# TASK GOAL:
Once you have read the records below, restate them word for word.

AVAILABLE DATA: Begin

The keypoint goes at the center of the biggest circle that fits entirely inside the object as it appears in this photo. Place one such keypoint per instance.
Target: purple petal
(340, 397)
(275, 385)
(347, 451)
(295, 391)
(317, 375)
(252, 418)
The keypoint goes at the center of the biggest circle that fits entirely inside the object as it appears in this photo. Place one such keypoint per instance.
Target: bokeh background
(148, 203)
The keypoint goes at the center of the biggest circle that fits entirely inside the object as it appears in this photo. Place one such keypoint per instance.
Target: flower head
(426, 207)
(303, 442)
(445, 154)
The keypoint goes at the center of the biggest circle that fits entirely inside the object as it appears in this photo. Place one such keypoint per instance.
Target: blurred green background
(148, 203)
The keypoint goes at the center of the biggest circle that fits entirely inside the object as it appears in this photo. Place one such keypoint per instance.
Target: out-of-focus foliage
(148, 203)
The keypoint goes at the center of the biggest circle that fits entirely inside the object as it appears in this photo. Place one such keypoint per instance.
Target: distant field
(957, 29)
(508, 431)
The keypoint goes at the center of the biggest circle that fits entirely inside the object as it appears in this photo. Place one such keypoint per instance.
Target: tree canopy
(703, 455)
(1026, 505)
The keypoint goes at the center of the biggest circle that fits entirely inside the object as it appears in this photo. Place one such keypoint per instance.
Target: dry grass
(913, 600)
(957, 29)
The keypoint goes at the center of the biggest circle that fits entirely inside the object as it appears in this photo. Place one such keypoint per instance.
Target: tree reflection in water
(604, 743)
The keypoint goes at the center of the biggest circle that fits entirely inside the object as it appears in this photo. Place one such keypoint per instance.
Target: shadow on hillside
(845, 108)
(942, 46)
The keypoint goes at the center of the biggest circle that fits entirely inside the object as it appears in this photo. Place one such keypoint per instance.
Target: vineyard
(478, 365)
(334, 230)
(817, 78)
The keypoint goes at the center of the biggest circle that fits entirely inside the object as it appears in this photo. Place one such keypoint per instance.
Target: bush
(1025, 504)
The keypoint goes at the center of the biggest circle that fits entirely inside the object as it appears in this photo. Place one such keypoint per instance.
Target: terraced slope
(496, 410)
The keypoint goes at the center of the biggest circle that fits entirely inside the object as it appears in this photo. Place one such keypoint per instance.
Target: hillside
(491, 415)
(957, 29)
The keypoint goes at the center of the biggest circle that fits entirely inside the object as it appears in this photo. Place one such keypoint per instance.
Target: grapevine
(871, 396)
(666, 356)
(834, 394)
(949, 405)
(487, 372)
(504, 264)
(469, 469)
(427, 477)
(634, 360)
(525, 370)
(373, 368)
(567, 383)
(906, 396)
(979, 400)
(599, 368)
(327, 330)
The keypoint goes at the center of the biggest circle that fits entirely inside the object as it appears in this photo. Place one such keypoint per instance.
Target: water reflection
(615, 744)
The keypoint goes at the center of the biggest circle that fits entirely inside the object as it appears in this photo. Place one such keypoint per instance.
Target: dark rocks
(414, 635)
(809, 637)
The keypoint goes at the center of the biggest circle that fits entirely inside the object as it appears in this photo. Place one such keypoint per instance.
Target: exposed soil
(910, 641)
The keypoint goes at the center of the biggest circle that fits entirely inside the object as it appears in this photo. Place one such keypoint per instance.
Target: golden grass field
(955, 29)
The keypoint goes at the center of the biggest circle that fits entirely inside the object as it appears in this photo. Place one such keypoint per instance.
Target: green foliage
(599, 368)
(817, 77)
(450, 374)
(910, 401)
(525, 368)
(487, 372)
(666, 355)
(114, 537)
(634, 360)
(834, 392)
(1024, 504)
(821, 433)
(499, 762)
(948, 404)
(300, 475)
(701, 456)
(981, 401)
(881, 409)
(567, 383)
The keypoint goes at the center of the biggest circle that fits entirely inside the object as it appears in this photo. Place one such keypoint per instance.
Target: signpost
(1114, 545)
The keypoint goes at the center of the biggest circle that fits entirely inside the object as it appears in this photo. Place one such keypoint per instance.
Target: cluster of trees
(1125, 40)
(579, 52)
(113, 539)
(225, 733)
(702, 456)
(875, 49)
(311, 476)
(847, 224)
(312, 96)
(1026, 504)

AVAILABLE DATA: End

# EXPECTED OUTPUT:
The keypoint goes at the center of the biggest circle that fits entirely inside the object as it appears in this photo. Place one such keypoint per instance.
Target: purple petal
(340, 397)
(275, 385)
(347, 451)
(295, 391)
(317, 375)
(252, 418)
The keypoint goes at the center of the biggest circle that fits entirely inside the object as it appears in this photo. Place one such keypoint per instance.
Target: bokeh background
(148, 203)
The keypoint goes at the center of the biggest circle that fits entirely inside the object as it appears in this photo. Place one such keypoint per instance.
Target: flower head
(426, 207)
(303, 442)
(445, 154)
The keypoint goes at the center of the biggest circle that fits entirely inside the object as it appears in this photo. Place one such keypoint per instance.
Target: blurred green background
(148, 203)
The keypoint goes at the center of the biggest circle that fits entirely inside the object as it appears in this photo. Place one such keypoint per instance.
Target: out-of-focus foliage
(148, 203)
The keypoint goes at the center of the biggest circle that fits entirely inside the object as it appears in this photo. Place one such keypoint per instance.
Target: distant field
(957, 29)
(508, 431)
The keypoint goes at the center of the biggest circle that fits entirely inside the object as it appears in this photo. Place one such keypoint per instance.
Target: tree canopy
(703, 455)
(1026, 505)
The keypoint goes at the center of the biggest circle that fits entirely inside the object as it appears in this photo. Place one such keypoint per instance.
Target: dry grass
(913, 600)
(957, 29)
The keypoint goes at the center of the biggest circle that fits entirely inside the object as it appears in this photo. Place one such keypoint per instance.
Target: tree reflection in water
(604, 743)
The keypoint goes at the center of the biggest circle that fits entirely inside the object as it appears in this photo. Place one such keypoint per instance.
Target: shadow on hillside
(845, 108)
(942, 46)
The keypoint goes at the center of the biggest circle that fits entirely inside the object as it appears in this photo. Place one such keypoint per instance.
Target: vineyard
(478, 365)
(334, 230)
(817, 78)
The keypoint goes at the center of the biggest circle that fits entirely inside the object as it appears in this photo. Place one such keypoint per instance.
Target: bush
(1025, 504)
The keypoint goes at the center of the biggest circle that fits entirely inside the object as it appears in this photo. Place one such keypoint per instance.
Target: terraced slope
(496, 410)
The keypoint goes at the center of the biggest circle that fits entirely inside the object as it appears in this photo. Place one such keypoint per instance.
Target: hillside
(491, 415)
(957, 29)
The keypoint goes at the center of the biggest circle that fits entirely inside the object as it appears in this photo. Place one such keypoint per instance.
Target: grapevine
(871, 396)
(666, 356)
(834, 394)
(949, 405)
(487, 372)
(504, 264)
(469, 469)
(427, 477)
(634, 360)
(525, 370)
(373, 368)
(567, 383)
(906, 396)
(979, 400)
(599, 368)
(327, 330)
The keypoint goes at the center of the biggest circle that fits entirely inside the object as it appears in this photo. Place one such keypoint per instance.
Target: water reflection
(615, 744)
The keypoint goes at the center of the biggest circle that fits entirely inside the object as it appears in this photo. Place one such keypoint per instance.
Target: dark rocks
(414, 635)
(809, 637)
The keypoint goes at the center of the biggest circle that fits entirely inside the object as it appears in this photo. Place one such keypoint per instance.
Target: exposed soil
(910, 641)
The keypoint goes at the center of the biggest circle that fits entirely inside the object as it appears in this photo. Place one such keypoint per instance.
Target: golden grass field
(955, 29)
The keypoint goes at the center of the biggest circle that fits entirely inside the object as it appears in this photo. Place one such keypoint per instance.
Target: green foliage
(599, 368)
(817, 77)
(450, 374)
(910, 401)
(525, 368)
(487, 372)
(666, 355)
(114, 537)
(634, 360)
(834, 392)
(1024, 504)
(821, 433)
(499, 762)
(948, 404)
(300, 475)
(701, 456)
(981, 401)
(881, 409)
(567, 383)
The keypoint goes at the center of the biggest circle that fits entirely inside the object as it appears in this photo. Place one such keypoint per instance.
Target: signpost
(1114, 545)
The keypoint goes at the center of the biggest circle that fits entirely inside the object as it appears in this photo. Place one such keypoint per instance.
Target: cluster of trees
(1125, 40)
(579, 52)
(113, 539)
(225, 733)
(702, 456)
(875, 49)
(311, 476)
(847, 224)
(312, 96)
(1026, 504)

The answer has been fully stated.